* Task
Reproduce exactly the lines from the line containing "man in uniform" through the end of the records below, including both ends, and nothing else.

-- START OF The input --

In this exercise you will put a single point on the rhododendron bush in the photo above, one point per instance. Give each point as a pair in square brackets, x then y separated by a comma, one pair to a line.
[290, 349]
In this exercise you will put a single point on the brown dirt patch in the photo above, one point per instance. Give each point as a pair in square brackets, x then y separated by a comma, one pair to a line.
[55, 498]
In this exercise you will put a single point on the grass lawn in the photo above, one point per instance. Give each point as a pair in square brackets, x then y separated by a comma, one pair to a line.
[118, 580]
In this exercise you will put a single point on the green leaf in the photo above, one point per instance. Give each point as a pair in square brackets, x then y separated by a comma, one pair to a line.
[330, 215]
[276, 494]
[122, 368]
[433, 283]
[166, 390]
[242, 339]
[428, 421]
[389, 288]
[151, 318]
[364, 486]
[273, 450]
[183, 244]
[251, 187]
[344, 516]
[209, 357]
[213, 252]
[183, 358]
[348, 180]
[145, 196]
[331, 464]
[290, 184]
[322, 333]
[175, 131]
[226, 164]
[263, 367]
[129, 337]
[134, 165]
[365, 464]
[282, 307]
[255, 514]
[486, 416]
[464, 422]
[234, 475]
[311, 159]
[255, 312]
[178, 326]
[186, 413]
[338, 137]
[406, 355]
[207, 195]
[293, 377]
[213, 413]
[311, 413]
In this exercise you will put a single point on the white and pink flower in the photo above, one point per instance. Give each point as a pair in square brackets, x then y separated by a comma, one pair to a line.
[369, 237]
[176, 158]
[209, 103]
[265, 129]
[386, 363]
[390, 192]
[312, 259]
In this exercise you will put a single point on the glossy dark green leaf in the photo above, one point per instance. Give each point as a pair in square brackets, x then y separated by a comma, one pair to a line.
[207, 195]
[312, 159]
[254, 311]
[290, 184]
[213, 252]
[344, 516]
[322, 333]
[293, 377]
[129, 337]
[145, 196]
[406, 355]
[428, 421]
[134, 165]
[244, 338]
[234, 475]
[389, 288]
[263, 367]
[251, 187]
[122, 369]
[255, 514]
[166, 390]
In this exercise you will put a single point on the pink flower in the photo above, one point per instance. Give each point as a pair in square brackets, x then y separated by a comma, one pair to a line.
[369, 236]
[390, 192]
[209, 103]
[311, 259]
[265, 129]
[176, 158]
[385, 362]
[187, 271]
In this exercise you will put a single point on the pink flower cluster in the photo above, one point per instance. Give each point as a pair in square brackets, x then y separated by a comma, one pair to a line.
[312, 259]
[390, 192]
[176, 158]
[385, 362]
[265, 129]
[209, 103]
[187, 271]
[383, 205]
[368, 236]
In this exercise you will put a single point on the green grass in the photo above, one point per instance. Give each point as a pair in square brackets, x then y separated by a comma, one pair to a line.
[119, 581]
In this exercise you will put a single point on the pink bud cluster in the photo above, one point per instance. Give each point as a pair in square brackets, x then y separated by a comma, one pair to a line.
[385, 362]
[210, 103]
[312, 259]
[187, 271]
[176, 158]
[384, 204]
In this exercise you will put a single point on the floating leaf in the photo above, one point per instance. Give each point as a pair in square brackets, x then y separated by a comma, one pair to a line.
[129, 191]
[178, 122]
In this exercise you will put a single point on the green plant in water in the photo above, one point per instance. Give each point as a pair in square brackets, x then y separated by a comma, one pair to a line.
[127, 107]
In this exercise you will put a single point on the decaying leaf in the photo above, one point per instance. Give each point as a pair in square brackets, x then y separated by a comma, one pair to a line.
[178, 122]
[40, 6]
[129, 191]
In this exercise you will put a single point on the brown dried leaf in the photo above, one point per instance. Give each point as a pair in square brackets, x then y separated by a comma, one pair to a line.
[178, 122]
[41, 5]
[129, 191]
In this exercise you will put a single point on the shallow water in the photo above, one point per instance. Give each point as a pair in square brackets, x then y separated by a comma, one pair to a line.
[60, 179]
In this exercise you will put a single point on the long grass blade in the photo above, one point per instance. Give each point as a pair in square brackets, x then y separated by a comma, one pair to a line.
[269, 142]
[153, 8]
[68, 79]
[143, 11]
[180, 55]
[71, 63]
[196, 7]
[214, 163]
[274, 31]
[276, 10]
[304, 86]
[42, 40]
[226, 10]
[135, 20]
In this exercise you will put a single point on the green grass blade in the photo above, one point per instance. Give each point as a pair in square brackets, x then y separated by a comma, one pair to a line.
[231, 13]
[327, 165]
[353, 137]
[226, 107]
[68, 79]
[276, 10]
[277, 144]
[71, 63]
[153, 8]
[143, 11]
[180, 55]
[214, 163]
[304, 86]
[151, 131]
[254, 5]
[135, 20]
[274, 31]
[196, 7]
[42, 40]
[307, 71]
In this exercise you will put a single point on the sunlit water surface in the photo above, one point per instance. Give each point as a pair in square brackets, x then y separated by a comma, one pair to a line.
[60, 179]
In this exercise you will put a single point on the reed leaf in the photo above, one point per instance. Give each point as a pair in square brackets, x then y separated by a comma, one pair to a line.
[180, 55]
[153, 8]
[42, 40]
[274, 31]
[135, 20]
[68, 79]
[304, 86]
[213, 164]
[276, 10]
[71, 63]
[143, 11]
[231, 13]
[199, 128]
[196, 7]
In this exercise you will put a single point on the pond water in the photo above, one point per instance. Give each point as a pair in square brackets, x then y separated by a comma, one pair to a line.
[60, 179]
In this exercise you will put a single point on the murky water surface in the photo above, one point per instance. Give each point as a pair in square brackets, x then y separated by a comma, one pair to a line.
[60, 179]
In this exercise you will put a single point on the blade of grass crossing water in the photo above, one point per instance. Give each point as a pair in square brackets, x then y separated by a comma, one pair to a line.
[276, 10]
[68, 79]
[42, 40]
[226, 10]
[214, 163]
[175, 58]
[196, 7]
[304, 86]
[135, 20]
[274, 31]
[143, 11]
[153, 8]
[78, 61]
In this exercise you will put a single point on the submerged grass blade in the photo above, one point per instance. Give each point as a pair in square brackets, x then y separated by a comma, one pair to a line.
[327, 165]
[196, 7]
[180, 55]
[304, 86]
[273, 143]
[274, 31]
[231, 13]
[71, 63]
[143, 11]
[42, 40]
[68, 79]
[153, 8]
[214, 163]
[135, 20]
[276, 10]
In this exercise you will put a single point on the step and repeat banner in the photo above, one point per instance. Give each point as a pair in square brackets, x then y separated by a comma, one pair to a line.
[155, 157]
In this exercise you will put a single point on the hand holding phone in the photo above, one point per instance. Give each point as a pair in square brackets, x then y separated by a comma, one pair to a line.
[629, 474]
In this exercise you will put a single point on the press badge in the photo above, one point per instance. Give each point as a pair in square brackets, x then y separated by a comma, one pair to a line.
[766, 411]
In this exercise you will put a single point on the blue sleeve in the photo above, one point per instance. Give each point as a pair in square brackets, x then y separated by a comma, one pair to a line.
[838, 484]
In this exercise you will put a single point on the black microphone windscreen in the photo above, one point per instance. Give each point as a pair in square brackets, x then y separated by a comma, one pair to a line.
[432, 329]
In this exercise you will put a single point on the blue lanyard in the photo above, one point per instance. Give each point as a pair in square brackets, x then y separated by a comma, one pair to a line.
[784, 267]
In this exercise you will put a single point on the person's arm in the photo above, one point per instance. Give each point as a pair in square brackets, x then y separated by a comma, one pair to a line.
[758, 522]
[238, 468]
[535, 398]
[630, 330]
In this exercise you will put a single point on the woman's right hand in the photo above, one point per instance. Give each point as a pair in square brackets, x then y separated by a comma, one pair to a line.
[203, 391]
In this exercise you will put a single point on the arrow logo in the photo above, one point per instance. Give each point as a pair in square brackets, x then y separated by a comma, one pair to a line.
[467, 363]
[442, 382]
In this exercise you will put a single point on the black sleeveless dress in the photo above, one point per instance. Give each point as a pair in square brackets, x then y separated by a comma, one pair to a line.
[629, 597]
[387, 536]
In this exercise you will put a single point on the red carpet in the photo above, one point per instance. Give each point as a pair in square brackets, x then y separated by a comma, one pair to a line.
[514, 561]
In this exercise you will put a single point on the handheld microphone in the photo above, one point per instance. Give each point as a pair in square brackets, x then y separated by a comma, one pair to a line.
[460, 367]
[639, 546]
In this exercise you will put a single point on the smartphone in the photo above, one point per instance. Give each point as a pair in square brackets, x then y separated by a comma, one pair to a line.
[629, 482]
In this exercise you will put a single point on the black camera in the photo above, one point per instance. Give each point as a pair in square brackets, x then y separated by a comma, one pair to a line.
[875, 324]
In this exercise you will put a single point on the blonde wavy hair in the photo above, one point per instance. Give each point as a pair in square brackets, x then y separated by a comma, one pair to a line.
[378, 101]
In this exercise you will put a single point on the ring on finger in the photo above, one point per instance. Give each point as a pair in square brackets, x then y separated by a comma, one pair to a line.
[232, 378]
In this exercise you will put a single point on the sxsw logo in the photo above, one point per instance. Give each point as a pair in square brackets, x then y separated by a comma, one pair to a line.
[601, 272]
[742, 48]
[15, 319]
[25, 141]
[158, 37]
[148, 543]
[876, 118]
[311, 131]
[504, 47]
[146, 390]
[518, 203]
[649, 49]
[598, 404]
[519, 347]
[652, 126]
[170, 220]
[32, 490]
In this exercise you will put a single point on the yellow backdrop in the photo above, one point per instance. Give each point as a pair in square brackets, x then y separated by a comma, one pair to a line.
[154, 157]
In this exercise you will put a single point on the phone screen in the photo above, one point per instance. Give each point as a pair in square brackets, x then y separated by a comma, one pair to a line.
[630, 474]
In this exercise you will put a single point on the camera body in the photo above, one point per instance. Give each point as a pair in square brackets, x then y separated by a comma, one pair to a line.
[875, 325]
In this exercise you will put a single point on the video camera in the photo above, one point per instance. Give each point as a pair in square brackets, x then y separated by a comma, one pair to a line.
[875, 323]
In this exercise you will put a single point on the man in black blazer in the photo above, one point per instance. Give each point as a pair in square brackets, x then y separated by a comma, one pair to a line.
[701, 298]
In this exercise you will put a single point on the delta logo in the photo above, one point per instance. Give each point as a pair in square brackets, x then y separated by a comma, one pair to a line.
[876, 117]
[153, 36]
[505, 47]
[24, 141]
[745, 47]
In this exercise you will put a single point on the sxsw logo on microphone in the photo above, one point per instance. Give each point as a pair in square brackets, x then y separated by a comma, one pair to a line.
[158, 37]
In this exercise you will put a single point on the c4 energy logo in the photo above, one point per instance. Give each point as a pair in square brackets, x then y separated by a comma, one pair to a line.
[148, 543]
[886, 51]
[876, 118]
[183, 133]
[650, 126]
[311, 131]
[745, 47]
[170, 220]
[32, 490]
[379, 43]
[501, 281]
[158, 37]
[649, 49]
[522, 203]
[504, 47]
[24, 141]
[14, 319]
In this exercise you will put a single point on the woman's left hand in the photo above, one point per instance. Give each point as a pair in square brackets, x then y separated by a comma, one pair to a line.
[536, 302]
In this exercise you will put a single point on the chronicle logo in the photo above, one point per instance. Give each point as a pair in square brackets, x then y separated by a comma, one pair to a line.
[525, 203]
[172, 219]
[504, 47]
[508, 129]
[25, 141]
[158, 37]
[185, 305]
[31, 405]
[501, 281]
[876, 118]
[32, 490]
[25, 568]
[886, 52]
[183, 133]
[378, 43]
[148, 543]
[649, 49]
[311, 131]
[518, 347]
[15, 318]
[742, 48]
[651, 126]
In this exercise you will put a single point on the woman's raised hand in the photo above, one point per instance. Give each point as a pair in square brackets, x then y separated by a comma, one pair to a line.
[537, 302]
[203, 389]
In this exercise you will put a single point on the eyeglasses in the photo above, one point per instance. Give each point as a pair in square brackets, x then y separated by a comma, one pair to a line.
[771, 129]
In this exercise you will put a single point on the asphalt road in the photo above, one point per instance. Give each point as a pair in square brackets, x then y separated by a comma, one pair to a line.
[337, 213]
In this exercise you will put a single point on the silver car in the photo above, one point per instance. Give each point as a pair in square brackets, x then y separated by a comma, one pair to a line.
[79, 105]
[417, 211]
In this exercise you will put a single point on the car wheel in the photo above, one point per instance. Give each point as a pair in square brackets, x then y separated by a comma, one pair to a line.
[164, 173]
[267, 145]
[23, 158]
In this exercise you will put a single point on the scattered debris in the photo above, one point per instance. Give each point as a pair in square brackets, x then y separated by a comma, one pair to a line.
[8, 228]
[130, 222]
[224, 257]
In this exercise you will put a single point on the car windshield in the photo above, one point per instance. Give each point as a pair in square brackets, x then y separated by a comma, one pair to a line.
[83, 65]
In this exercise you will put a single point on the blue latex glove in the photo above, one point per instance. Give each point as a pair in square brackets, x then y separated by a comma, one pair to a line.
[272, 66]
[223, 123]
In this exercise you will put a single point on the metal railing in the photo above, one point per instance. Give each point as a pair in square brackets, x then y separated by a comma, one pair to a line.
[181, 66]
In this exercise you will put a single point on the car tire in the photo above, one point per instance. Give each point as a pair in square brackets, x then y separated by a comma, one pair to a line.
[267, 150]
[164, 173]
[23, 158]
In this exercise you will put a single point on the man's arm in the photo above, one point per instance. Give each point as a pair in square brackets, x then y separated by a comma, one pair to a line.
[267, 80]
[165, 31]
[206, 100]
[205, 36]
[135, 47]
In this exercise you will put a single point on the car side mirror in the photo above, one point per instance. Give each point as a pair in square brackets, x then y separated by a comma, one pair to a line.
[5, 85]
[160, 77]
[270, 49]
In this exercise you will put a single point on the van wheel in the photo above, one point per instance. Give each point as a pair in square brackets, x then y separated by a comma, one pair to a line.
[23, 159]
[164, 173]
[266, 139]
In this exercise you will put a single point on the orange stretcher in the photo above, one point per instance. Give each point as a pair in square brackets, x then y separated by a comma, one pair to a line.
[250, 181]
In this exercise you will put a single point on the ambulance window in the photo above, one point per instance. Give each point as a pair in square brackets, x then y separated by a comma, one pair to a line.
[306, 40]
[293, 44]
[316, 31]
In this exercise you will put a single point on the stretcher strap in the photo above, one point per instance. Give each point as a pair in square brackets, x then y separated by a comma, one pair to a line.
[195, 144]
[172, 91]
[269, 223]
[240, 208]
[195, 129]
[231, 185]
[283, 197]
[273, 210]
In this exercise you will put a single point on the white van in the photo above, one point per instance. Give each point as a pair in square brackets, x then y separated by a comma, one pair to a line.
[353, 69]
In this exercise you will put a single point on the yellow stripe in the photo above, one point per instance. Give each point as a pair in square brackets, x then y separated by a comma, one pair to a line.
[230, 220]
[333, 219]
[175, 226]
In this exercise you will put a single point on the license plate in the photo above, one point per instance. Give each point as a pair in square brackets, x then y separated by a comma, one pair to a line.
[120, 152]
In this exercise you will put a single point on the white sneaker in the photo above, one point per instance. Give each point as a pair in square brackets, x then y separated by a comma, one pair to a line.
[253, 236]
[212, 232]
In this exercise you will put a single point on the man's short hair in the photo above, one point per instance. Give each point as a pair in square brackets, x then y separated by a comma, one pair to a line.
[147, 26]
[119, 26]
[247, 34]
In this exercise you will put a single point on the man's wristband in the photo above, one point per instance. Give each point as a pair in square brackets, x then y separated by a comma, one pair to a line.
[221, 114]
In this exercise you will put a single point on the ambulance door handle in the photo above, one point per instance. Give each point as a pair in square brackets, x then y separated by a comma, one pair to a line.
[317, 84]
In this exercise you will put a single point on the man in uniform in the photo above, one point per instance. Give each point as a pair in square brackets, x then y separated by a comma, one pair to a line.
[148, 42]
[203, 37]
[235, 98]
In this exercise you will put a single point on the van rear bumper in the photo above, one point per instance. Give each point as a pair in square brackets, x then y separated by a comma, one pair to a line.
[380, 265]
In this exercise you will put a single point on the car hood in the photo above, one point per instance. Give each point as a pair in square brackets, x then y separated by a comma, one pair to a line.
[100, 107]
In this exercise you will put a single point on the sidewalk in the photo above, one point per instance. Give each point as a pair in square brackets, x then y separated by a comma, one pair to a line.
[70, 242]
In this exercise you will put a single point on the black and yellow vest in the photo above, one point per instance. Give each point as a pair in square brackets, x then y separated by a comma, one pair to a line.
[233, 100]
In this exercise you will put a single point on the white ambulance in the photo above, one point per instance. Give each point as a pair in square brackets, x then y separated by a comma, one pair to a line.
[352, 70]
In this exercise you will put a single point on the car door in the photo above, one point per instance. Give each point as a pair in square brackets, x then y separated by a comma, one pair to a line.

-- END OF The input --

* Finished answer
In this exercise you will put a single point on the man in uniform in the photo above, one point per instance. Give each point as a pair in square brackets, x then y separated by a comma, one pair to a line.
[148, 42]
[203, 37]
[235, 98]
In this exercise you will put a single point on the van rear bumper in the photo above, one point per instance. Give each point as a pair in square brackets, x then y separated by a comma, one pair to a line.
[380, 265]
In this exercise you will put a single point on the car hood in the photo above, one point per instance. Give each point as a pair in square brackets, x then y separated by a comma, one pair to a line.
[100, 107]
In this exercise you will put a single point on the sidewalk in the photo above, one point per instance. Give each point as a pair in square brackets, x then y separated by a comma, one pair to a line.
[70, 242]
In this exercise you will put a single point on the black and yellow vest in the photo above, one point per instance. Give each point as a pair in square brackets, x then y separated by a comma, one pair to a line.
[233, 100]
In this exercise you will put a single point on the white ambulance in the photo above, one point per instance. Give each point as a pair in square brackets, x then y separated by a comma, one pair to a line.
[352, 70]
In this exercise you will put a single point on the car door in the photo above, one point per instance. Give each point as a pair in square brackets, x then y separated by a comma, one pair to a line.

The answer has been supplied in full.